*STATED EXERCISE*
Tally the lines in the data below that contain the word "pufferfish", and reply with that number alone.

*SUPPLIED RECORDS*
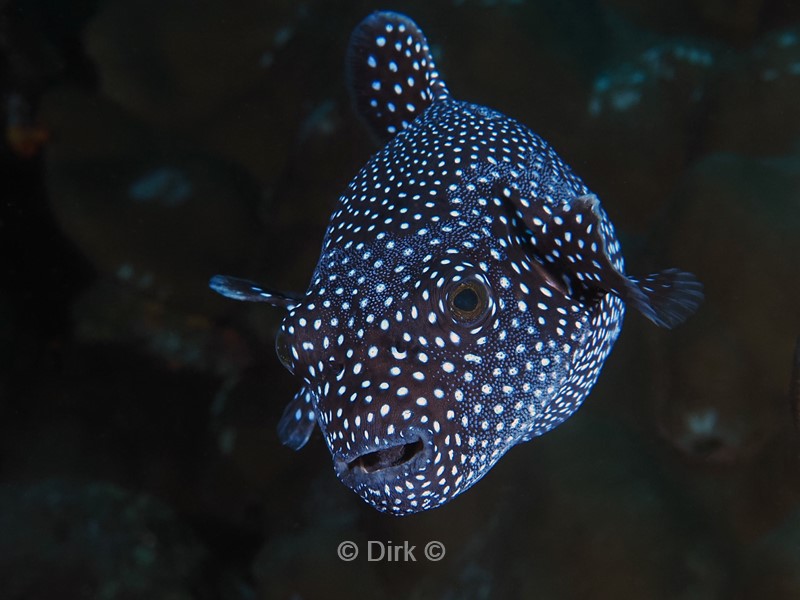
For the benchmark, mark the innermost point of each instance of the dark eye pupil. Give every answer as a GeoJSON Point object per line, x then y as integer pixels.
{"type": "Point", "coordinates": [466, 300]}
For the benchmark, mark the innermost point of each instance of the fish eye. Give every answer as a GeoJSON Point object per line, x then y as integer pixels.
{"type": "Point", "coordinates": [468, 301]}
{"type": "Point", "coordinates": [282, 349]}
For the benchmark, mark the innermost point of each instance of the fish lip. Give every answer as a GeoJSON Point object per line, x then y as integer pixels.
{"type": "Point", "coordinates": [394, 457]}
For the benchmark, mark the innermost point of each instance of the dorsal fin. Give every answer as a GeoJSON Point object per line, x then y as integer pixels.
{"type": "Point", "coordinates": [391, 74]}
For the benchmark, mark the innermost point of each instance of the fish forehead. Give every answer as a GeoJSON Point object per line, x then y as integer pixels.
{"type": "Point", "coordinates": [452, 158]}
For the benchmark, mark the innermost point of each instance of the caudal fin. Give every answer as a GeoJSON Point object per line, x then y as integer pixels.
{"type": "Point", "coordinates": [667, 298]}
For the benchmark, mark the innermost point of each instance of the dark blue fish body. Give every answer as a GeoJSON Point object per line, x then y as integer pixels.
{"type": "Point", "coordinates": [469, 289]}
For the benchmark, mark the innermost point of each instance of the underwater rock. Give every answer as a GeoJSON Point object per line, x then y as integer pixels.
{"type": "Point", "coordinates": [115, 312]}
{"type": "Point", "coordinates": [305, 540]}
{"type": "Point", "coordinates": [151, 212]}
{"type": "Point", "coordinates": [649, 108]}
{"type": "Point", "coordinates": [772, 565]}
{"type": "Point", "coordinates": [719, 389]}
{"type": "Point", "coordinates": [175, 62]}
{"type": "Point", "coordinates": [93, 540]}
{"type": "Point", "coordinates": [758, 112]}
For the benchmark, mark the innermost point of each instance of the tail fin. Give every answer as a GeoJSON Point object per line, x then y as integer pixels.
{"type": "Point", "coordinates": [667, 298]}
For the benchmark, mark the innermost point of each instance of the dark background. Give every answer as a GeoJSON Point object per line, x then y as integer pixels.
{"type": "Point", "coordinates": [152, 143]}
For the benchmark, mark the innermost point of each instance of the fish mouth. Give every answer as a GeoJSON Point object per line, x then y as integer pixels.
{"type": "Point", "coordinates": [391, 458]}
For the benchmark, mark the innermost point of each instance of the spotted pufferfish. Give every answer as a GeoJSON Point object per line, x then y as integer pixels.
{"type": "Point", "coordinates": [469, 289]}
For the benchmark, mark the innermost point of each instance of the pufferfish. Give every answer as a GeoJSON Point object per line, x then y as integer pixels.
{"type": "Point", "coordinates": [469, 289]}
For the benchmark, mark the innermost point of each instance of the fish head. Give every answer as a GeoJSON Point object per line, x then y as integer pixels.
{"type": "Point", "coordinates": [429, 354]}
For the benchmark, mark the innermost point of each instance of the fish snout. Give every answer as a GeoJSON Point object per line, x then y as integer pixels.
{"type": "Point", "coordinates": [387, 460]}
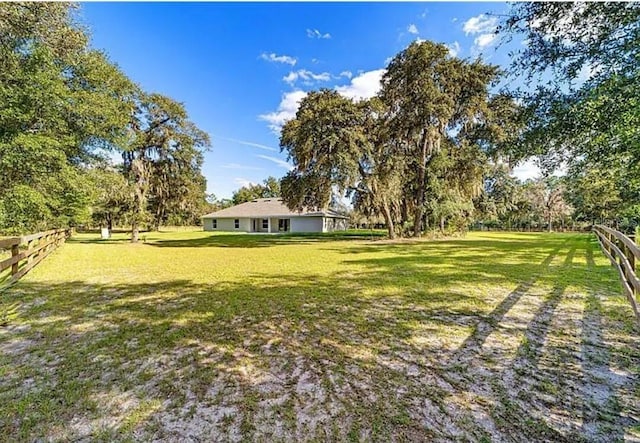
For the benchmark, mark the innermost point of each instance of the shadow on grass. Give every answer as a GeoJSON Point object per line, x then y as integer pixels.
{"type": "Point", "coordinates": [240, 240]}
{"type": "Point", "coordinates": [284, 357]}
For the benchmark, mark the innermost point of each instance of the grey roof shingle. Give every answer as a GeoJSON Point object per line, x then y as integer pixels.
{"type": "Point", "coordinates": [267, 207]}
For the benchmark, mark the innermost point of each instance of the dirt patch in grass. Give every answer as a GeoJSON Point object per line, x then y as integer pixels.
{"type": "Point", "coordinates": [494, 337]}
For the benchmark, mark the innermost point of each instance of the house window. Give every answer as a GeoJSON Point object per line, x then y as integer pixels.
{"type": "Point", "coordinates": [283, 225]}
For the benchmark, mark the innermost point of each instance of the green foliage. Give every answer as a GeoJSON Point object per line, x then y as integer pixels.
{"type": "Point", "coordinates": [416, 152]}
{"type": "Point", "coordinates": [586, 112]}
{"type": "Point", "coordinates": [62, 105]}
{"type": "Point", "coordinates": [23, 209]}
{"type": "Point", "coordinates": [59, 102]}
{"type": "Point", "coordinates": [270, 187]}
{"type": "Point", "coordinates": [162, 162]}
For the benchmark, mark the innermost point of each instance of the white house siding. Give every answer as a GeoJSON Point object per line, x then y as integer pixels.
{"type": "Point", "coordinates": [335, 224]}
{"type": "Point", "coordinates": [296, 224]}
{"type": "Point", "coordinates": [306, 224]}
{"type": "Point", "coordinates": [227, 224]}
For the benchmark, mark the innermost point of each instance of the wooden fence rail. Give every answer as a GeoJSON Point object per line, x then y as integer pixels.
{"type": "Point", "coordinates": [624, 254]}
{"type": "Point", "coordinates": [27, 251]}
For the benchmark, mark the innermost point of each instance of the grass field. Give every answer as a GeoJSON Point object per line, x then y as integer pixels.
{"type": "Point", "coordinates": [195, 336]}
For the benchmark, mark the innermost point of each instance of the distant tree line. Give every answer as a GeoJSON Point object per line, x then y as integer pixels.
{"type": "Point", "coordinates": [64, 109]}
{"type": "Point", "coordinates": [435, 147]}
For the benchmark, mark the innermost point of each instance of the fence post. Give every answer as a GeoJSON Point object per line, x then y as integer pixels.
{"type": "Point", "coordinates": [15, 250]}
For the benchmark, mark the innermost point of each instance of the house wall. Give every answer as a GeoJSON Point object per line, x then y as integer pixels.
{"type": "Point", "coordinates": [227, 224]}
{"type": "Point", "coordinates": [296, 224]}
{"type": "Point", "coordinates": [335, 224]}
{"type": "Point", "coordinates": [306, 224]}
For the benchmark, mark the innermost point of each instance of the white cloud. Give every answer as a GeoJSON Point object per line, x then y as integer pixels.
{"type": "Point", "coordinates": [484, 40]}
{"type": "Point", "coordinates": [484, 27]}
{"type": "Point", "coordinates": [364, 85]}
{"type": "Point", "coordinates": [279, 58]}
{"type": "Point", "coordinates": [314, 33]}
{"type": "Point", "coordinates": [286, 110]}
{"type": "Point", "coordinates": [243, 167]}
{"type": "Point", "coordinates": [246, 143]}
{"type": "Point", "coordinates": [243, 181]}
{"type": "Point", "coordinates": [480, 24]}
{"type": "Point", "coordinates": [306, 76]}
{"type": "Point", "coordinates": [454, 49]}
{"type": "Point", "coordinates": [277, 161]}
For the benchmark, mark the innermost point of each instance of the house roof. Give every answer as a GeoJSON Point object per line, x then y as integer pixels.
{"type": "Point", "coordinates": [267, 207]}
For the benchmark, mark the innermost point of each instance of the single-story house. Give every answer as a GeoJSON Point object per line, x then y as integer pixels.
{"type": "Point", "coordinates": [272, 215]}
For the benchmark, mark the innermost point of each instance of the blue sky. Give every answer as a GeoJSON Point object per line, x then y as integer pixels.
{"type": "Point", "coordinates": [241, 68]}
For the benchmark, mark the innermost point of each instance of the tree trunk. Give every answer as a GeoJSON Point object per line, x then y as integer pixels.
{"type": "Point", "coordinates": [417, 219]}
{"type": "Point", "coordinates": [388, 220]}
{"type": "Point", "coordinates": [135, 232]}
{"type": "Point", "coordinates": [139, 197]}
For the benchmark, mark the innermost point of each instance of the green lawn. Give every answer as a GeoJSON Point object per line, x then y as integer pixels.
{"type": "Point", "coordinates": [195, 336]}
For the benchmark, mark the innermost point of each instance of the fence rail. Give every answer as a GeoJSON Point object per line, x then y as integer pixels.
{"type": "Point", "coordinates": [624, 253]}
{"type": "Point", "coordinates": [27, 251]}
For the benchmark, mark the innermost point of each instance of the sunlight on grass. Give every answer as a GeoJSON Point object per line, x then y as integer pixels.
{"type": "Point", "coordinates": [282, 337]}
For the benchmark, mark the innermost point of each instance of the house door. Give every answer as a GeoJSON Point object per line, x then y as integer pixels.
{"type": "Point", "coordinates": [283, 225]}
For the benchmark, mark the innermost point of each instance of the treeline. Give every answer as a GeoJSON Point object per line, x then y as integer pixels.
{"type": "Point", "coordinates": [436, 146]}
{"type": "Point", "coordinates": [65, 110]}
{"type": "Point", "coordinates": [416, 154]}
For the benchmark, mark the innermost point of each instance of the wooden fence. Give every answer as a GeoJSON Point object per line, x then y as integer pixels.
{"type": "Point", "coordinates": [624, 254]}
{"type": "Point", "coordinates": [27, 251]}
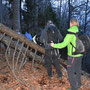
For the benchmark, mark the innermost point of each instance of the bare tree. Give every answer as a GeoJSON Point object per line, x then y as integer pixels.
{"type": "Point", "coordinates": [16, 15]}
{"type": "Point", "coordinates": [86, 13]}
{"type": "Point", "coordinates": [0, 11]}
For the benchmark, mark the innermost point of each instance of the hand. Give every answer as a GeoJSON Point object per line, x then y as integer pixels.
{"type": "Point", "coordinates": [51, 44]}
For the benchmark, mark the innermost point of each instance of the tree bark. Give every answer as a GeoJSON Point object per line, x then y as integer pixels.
{"type": "Point", "coordinates": [86, 16]}
{"type": "Point", "coordinates": [16, 15]}
{"type": "Point", "coordinates": [0, 11]}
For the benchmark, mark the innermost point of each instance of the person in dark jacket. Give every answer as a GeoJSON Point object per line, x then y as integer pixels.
{"type": "Point", "coordinates": [74, 61]}
{"type": "Point", "coordinates": [52, 56]}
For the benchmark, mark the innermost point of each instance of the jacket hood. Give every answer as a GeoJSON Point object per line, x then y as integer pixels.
{"type": "Point", "coordinates": [73, 29]}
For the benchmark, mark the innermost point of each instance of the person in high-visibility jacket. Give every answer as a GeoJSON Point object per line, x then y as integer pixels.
{"type": "Point", "coordinates": [74, 61]}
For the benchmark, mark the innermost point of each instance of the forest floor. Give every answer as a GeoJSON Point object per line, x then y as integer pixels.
{"type": "Point", "coordinates": [36, 78]}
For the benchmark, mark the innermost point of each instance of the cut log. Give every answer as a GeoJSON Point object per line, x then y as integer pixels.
{"type": "Point", "coordinates": [5, 41]}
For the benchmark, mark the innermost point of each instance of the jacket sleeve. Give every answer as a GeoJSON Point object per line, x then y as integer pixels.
{"type": "Point", "coordinates": [63, 44]}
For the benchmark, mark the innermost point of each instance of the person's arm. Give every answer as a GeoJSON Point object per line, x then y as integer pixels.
{"type": "Point", "coordinates": [63, 44]}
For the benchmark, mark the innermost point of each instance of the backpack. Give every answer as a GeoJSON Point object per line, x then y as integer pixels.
{"type": "Point", "coordinates": [82, 43]}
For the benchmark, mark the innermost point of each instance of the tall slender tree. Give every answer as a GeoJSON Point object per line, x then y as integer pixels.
{"type": "Point", "coordinates": [1, 11]}
{"type": "Point", "coordinates": [86, 16]}
{"type": "Point", "coordinates": [16, 15]}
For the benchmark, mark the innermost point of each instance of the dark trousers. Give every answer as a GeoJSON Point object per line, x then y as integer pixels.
{"type": "Point", "coordinates": [74, 72]}
{"type": "Point", "coordinates": [52, 59]}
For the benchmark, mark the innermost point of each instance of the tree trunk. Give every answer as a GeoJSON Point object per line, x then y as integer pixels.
{"type": "Point", "coordinates": [16, 15]}
{"type": "Point", "coordinates": [0, 11]}
{"type": "Point", "coordinates": [86, 16]}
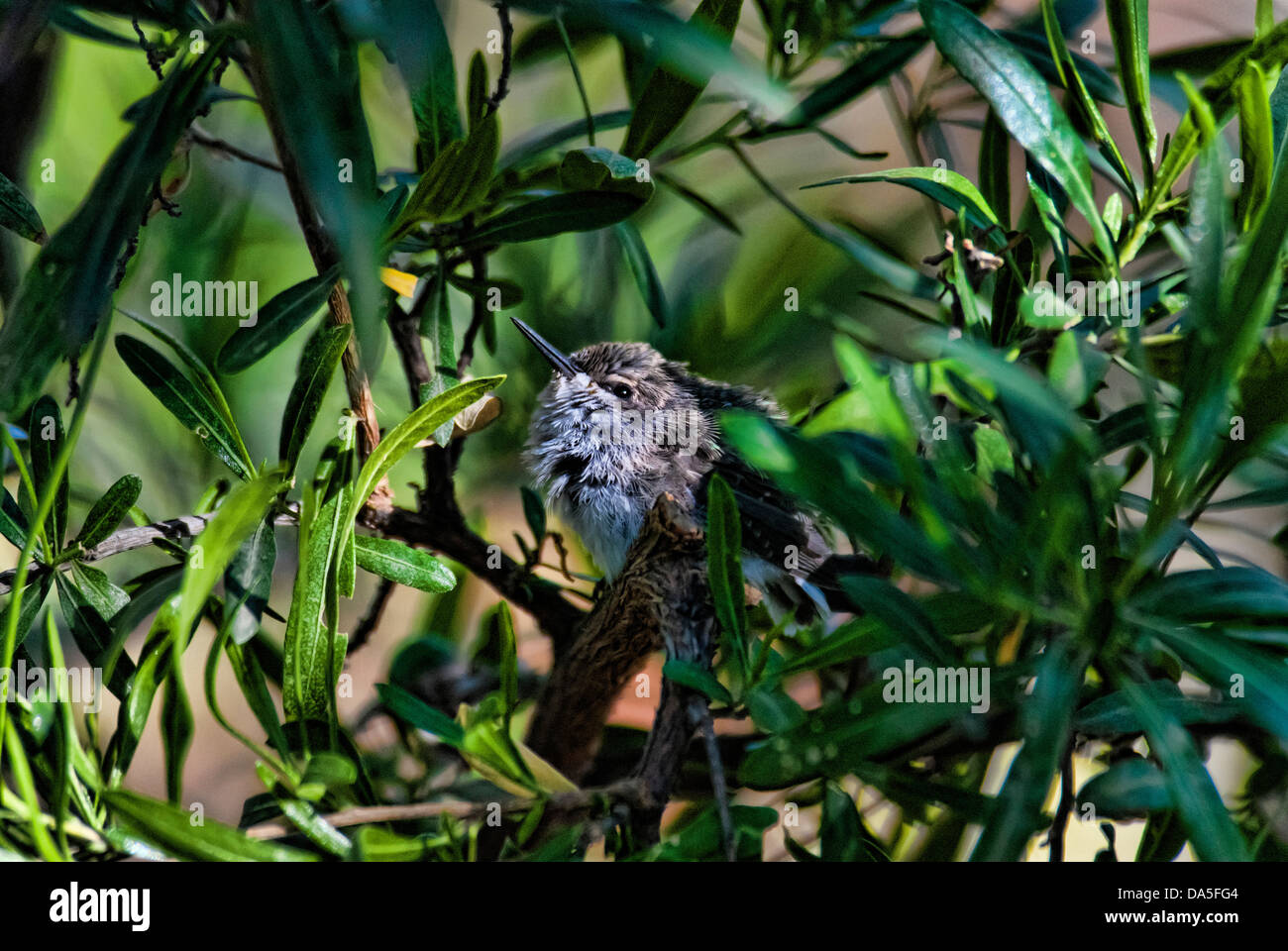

*WRITTEN ANSWER*
2